■ Goal ■
Repeat every one of the entries below verbatim, changing nothing.

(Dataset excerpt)
▶

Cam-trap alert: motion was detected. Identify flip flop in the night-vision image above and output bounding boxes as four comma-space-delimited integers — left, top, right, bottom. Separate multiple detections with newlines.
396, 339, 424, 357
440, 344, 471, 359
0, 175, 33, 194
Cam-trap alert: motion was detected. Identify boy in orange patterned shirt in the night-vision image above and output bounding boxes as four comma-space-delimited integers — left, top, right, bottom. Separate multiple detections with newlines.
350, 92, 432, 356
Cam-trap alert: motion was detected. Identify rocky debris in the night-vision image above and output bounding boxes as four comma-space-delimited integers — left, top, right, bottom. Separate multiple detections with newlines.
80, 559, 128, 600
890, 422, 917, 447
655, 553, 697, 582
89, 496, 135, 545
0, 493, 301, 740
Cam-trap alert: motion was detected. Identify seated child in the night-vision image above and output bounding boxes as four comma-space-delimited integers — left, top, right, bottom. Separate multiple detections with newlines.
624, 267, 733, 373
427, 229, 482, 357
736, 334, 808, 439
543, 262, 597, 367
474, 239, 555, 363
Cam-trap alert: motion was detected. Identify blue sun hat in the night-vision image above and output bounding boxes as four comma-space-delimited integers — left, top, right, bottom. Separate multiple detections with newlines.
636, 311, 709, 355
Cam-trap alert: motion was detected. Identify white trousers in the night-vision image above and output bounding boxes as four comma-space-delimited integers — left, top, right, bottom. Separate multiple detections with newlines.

◀

■ Solution ■
Cam-trap alert: motion was detected. Identify flip flop in the night-vision image above and output bounding boxes as four comma-space-delimited integers — left, top, right, bottom. Separate multiple detections with newlines.
396, 339, 424, 357
440, 344, 471, 359
0, 175, 33, 194
Cam-trap alert: motion was detected. Identify boy in orange patterned shirt in the night-vision image above and output bounding boxes as four comma-space-delimited integers — left, top, right, bottom. Separate multiple detections with newlines.
350, 92, 432, 356
Cam-trap alert: motion was detected. Identify rocky debris in the night-vision image above and output bounding boxes as four comma-space-delimited integers — left, top, right, bottom. Separate multiple detections with newlines.
80, 559, 128, 600
890, 422, 917, 447
655, 553, 697, 582
89, 496, 135, 545
0, 493, 301, 740
Cam-trap alert: motion was detected. Identify seated child in the night-vision image above and output bounding boxes as four comma-space-delimited integers — left, top, right, bottom. Separate multiple detections with newlines.
624, 267, 733, 373
427, 229, 482, 357
736, 334, 808, 439
543, 262, 597, 367
474, 239, 555, 363
Cam-trap alert: motion was detected. Identify blue sun hat in the night-vision image above and output bounding boxes as four comma-space-delimited integers — left, top, right, bottom. Separate multiple detections with newlines.
636, 311, 709, 355
Cam-trap alert: motion was detected. Identify white trousers in the night-vision image above and output bounding boxes as four comma-space-delimited integers — left, top, right, bottom. Separate multiple detections with newlines.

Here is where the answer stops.